▸ **Your task**
Can you render the rows from the line with "[outline] blue flax flower" to the line with "151 L 4 147" as a JSON list of strings, one string per line, leaving out any blank lines?

▸ **Provided material**
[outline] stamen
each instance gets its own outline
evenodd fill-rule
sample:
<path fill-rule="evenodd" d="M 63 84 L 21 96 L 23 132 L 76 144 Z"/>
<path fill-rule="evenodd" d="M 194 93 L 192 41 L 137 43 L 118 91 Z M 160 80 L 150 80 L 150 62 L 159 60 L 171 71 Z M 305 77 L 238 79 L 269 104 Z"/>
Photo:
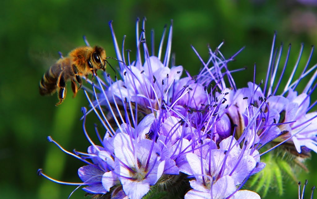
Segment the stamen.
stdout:
<path fill-rule="evenodd" d="M 43 172 L 43 170 L 42 169 L 39 169 L 37 170 L 37 175 L 39 176 L 42 176 L 47 179 L 50 180 L 52 182 L 53 182 L 56 183 L 58 184 L 64 184 L 65 185 L 93 185 L 94 184 L 101 184 L 101 182 L 91 182 L 91 183 L 68 183 L 66 182 L 63 182 L 62 181 L 60 181 L 59 180 L 55 180 L 54 178 L 52 178 L 50 177 L 49 177 L 46 174 L 45 174 Z"/>

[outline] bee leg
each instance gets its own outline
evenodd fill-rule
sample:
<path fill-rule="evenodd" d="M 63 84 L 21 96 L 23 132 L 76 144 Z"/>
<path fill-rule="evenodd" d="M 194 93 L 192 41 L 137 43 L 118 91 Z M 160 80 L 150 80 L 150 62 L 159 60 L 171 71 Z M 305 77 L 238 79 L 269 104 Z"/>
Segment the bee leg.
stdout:
<path fill-rule="evenodd" d="M 87 81 L 87 80 L 88 79 L 88 75 L 86 75 L 85 76 L 86 77 L 86 84 L 87 84 L 88 83 L 88 82 Z"/>
<path fill-rule="evenodd" d="M 78 73 L 78 71 L 77 70 L 77 67 L 76 67 L 76 66 L 74 64 L 73 64 L 73 71 L 74 72 L 74 74 L 75 75 L 75 76 L 76 78 L 76 80 L 77 82 L 79 84 L 79 87 L 78 88 L 78 90 L 80 90 L 81 87 L 81 77 L 80 75 Z M 77 85 L 74 82 L 74 84 L 76 85 L 76 93 L 77 92 Z M 73 89 L 73 92 L 74 92 L 74 97 L 76 95 L 76 93 L 75 93 L 75 92 L 74 91 L 74 89 L 73 89 L 73 81 L 72 81 L 72 89 Z"/>
<path fill-rule="evenodd" d="M 91 76 L 91 81 L 94 81 L 94 69 L 91 69 L 90 70 L 90 71 L 91 71 L 91 73 L 93 74 Z"/>
<path fill-rule="evenodd" d="M 77 84 L 74 80 L 72 80 L 72 90 L 73 90 L 73 92 L 74 93 L 74 95 L 73 96 L 73 97 L 74 97 L 77 94 L 77 91 L 79 90 L 79 89 L 77 89 Z M 81 86 L 81 84 L 80 86 Z"/>
<path fill-rule="evenodd" d="M 61 104 L 64 99 L 66 96 L 66 90 L 65 86 L 66 86 L 66 83 L 65 82 L 65 79 L 64 77 L 64 73 L 61 72 L 60 75 L 57 79 L 57 85 L 58 88 L 57 89 L 58 92 L 57 95 L 58 95 L 58 99 L 59 99 L 59 102 L 55 104 L 55 106 L 57 106 Z"/>

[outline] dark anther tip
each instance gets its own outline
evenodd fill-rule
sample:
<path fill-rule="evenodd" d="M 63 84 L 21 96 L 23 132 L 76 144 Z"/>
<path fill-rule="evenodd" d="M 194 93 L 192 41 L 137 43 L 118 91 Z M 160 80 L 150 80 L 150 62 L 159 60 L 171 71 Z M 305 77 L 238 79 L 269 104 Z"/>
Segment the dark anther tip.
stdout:
<path fill-rule="evenodd" d="M 85 115 L 87 112 L 87 109 L 84 106 L 83 106 L 81 109 L 81 112 L 82 112 L 83 114 Z"/>
<path fill-rule="evenodd" d="M 43 169 L 39 169 L 37 170 L 37 171 L 36 173 L 37 173 L 37 175 L 39 176 L 42 175 L 42 173 L 43 172 Z"/>
<path fill-rule="evenodd" d="M 49 142 L 53 141 L 53 139 L 52 139 L 52 137 L 50 136 L 47 136 L 47 140 L 49 140 Z"/>

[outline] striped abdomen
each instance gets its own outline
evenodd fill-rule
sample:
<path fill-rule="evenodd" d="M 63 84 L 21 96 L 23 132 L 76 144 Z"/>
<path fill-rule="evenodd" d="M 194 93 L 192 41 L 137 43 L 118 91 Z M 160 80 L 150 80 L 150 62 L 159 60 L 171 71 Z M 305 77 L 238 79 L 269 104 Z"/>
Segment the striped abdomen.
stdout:
<path fill-rule="evenodd" d="M 61 71 L 61 65 L 57 62 L 44 74 L 40 81 L 39 89 L 41 95 L 52 94 L 56 91 L 56 82 Z"/>

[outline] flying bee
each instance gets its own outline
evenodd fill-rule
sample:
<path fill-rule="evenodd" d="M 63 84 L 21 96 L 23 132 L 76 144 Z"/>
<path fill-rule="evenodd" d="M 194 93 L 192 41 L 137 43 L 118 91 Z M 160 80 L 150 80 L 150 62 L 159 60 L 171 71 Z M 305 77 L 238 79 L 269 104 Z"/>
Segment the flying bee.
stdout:
<path fill-rule="evenodd" d="M 81 76 L 87 77 L 91 73 L 93 78 L 99 69 L 106 71 L 106 51 L 102 47 L 96 46 L 81 47 L 71 51 L 67 57 L 61 58 L 44 74 L 40 81 L 40 94 L 42 96 L 54 94 L 57 91 L 60 104 L 66 96 L 66 83 L 70 80 L 74 97 L 81 86 Z M 114 58 L 113 58 L 114 59 Z M 77 82 L 79 84 L 77 88 Z"/>

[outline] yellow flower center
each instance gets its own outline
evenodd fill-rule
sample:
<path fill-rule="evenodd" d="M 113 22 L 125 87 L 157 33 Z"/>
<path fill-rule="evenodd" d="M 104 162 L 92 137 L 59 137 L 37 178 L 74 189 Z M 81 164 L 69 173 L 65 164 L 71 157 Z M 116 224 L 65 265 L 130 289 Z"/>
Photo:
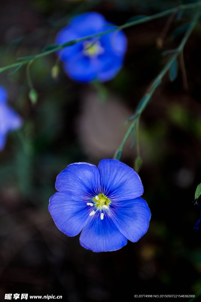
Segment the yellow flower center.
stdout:
<path fill-rule="evenodd" d="M 101 193 L 94 197 L 93 199 L 95 202 L 95 206 L 100 211 L 103 209 L 108 208 L 110 201 L 103 194 Z"/>
<path fill-rule="evenodd" d="M 89 57 L 95 57 L 104 52 L 104 49 L 101 47 L 100 41 L 96 42 L 84 41 L 83 43 L 83 52 Z"/>

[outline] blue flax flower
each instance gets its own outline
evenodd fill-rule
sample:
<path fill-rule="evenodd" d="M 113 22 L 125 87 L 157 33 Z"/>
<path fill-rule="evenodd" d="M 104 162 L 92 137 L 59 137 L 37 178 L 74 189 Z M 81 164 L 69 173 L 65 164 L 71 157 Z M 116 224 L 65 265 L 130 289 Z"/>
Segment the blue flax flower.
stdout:
<path fill-rule="evenodd" d="M 6 91 L 0 86 L 0 151 L 4 147 L 7 133 L 17 129 L 22 124 L 19 114 L 6 104 L 7 98 Z"/>
<path fill-rule="evenodd" d="M 97 168 L 86 162 L 70 165 L 57 178 L 49 210 L 58 229 L 77 235 L 95 252 L 115 251 L 137 241 L 146 232 L 151 213 L 139 197 L 143 187 L 137 173 L 116 159 L 103 159 Z"/>
<path fill-rule="evenodd" d="M 98 13 L 82 14 L 73 18 L 60 31 L 56 42 L 61 44 L 107 31 L 112 25 Z M 119 31 L 66 47 L 61 51 L 60 58 L 65 72 L 73 79 L 104 82 L 114 78 L 121 69 L 127 44 L 125 35 Z"/>

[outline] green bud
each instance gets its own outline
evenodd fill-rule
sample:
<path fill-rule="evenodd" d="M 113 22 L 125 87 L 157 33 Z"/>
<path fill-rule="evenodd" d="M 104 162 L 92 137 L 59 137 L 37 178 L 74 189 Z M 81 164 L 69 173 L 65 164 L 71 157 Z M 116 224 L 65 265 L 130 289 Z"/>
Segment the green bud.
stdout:
<path fill-rule="evenodd" d="M 142 168 L 142 159 L 140 156 L 137 157 L 135 161 L 135 171 L 138 173 Z"/>
<path fill-rule="evenodd" d="M 201 184 L 198 185 L 195 193 L 195 199 L 197 200 L 201 195 Z"/>
<path fill-rule="evenodd" d="M 36 104 L 38 100 L 38 94 L 36 90 L 32 88 L 29 93 L 29 97 L 32 104 Z"/>
<path fill-rule="evenodd" d="M 55 65 L 51 70 L 51 75 L 52 79 L 56 80 L 59 73 L 59 67 L 58 65 Z"/>

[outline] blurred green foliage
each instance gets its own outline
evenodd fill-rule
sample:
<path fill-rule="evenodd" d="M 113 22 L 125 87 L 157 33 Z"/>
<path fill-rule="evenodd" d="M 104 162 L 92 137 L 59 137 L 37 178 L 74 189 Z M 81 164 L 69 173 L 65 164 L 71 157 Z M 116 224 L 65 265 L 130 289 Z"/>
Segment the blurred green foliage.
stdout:
<path fill-rule="evenodd" d="M 32 29 L 27 30 L 30 26 L 29 20 L 23 25 L 24 15 L 19 13 L 14 25 L 11 24 L 10 18 L 5 21 L 2 40 L 5 42 L 0 47 L 1 66 L 15 62 L 19 57 L 39 53 L 47 45 L 54 43 L 58 29 L 75 14 L 95 10 L 104 14 L 108 20 L 122 24 L 133 16 L 154 13 L 190 1 L 28 2 L 26 13 L 28 11 L 33 14 L 35 23 L 33 25 L 31 19 Z M 9 6 L 9 3 L 4 5 Z M 19 11 L 22 11 L 22 6 L 25 4 L 16 5 L 19 6 Z M 148 85 L 166 62 L 168 56 L 163 57 L 162 53 L 174 49 L 182 37 L 178 35 L 173 40 L 171 34 L 189 22 L 191 14 L 185 12 L 173 22 L 162 50 L 157 47 L 155 40 L 165 24 L 165 18 L 125 31 L 128 47 L 124 67 L 112 81 L 96 86 L 99 94 L 104 95 L 105 101 L 110 94 L 117 95 L 124 105 L 134 111 Z M 22 33 L 17 34 L 17 31 L 12 29 L 13 26 L 15 30 L 17 26 L 22 28 Z M 77 237 L 64 239 L 62 237 L 58 243 L 55 238 L 62 235 L 55 235 L 57 231 L 55 230 L 51 236 L 55 241 L 48 241 L 47 235 L 45 239 L 42 236 L 32 238 L 30 241 L 34 247 L 31 246 L 30 250 L 27 247 L 29 251 L 27 253 L 19 251 L 15 262 L 11 262 L 8 266 L 21 268 L 27 265 L 32 268 L 32 262 L 26 264 L 28 263 L 26 259 L 29 255 L 30 257 L 32 249 L 37 250 L 38 242 L 42 242 L 44 246 L 39 250 L 40 251 L 35 253 L 42 260 L 41 264 L 35 266 L 44 275 L 50 267 L 51 272 L 49 273 L 52 274 L 51 275 L 56 280 L 54 283 L 48 279 L 44 290 L 56 291 L 58 288 L 65 293 L 67 300 L 70 302 L 118 301 L 120 298 L 124 300 L 130 299 L 134 292 L 151 294 L 154 291 L 156 293 L 159 290 L 163 294 L 174 293 L 176 291 L 181 294 L 199 292 L 200 231 L 193 230 L 199 213 L 193 202 L 195 189 L 200 182 L 201 172 L 200 37 L 199 24 L 184 50 L 188 91 L 183 90 L 178 64 L 178 73 L 175 68 L 172 70 L 171 78 L 174 81 L 170 82 L 168 77 L 165 78 L 140 120 L 140 147 L 143 165 L 140 175 L 144 186 L 143 197 L 152 215 L 147 234 L 138 243 L 129 243 L 120 251 L 98 255 L 83 251 Z M 32 66 L 31 78 L 38 95 L 36 104 L 31 104 L 29 99 L 29 88 L 24 66 L 14 74 L 0 75 L 1 85 L 8 91 L 10 105 L 24 121 L 20 130 L 9 134 L 6 147 L 1 153 L 0 188 L 3 193 L 8 188 L 14 188 L 20 196 L 23 208 L 36 209 L 39 216 L 40 213 L 47 212 L 49 199 L 56 191 L 56 177 L 62 170 L 74 162 L 97 163 L 97 160 L 85 153 L 76 127 L 76 121 L 82 113 L 83 96 L 91 87 L 71 81 L 63 72 L 60 63 L 58 77 L 52 78 L 51 70 L 56 60 L 53 54 L 36 61 Z M 125 159 L 132 167 L 134 157 Z M 2 202 L 3 214 L 6 212 L 4 207 L 8 212 L 14 211 L 14 206 L 11 209 L 8 202 L 6 205 Z M 11 220 L 13 223 L 20 220 L 18 215 Z M 4 216 L 2 219 L 1 229 L 6 229 L 9 220 Z M 49 229 L 54 227 L 52 225 Z M 67 243 L 65 240 L 69 240 Z M 10 245 L 12 244 L 14 245 L 12 243 Z M 63 257 L 59 254 L 62 252 Z M 6 278 L 5 280 L 8 280 Z M 15 284 L 19 287 L 18 282 L 16 281 Z M 30 286 L 25 283 L 23 286 L 29 290 Z M 13 283 L 9 284 L 7 288 L 5 286 L 6 288 L 16 288 Z M 36 288 L 33 285 L 31 289 L 33 288 L 36 292 Z M 99 300 L 99 295 L 94 293 L 97 288 L 102 289 L 102 291 L 97 292 L 102 293 Z M 95 289 L 95 291 L 92 288 Z M 140 292 L 137 293 L 137 290 Z"/>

▸ **Exercise answer**
[
  "[outline] blue flax flower",
  "each instance gets its own outline",
  "evenodd fill-rule",
  "sample:",
  "<path fill-rule=\"evenodd\" d=\"M 113 22 L 125 87 L 157 33 Z\"/>",
  "<path fill-rule=\"evenodd\" d=\"M 104 162 L 92 137 L 59 137 L 37 178 L 74 189 Z M 81 164 L 69 173 L 65 164 L 71 157 Z M 116 224 L 65 265 L 130 289 Z\"/>",
  "Segment the blue flax flower.",
  "stdout:",
  "<path fill-rule=\"evenodd\" d=\"M 6 91 L 0 86 L 0 151 L 4 147 L 7 133 L 17 129 L 22 124 L 19 114 L 6 104 L 7 98 Z\"/>"
]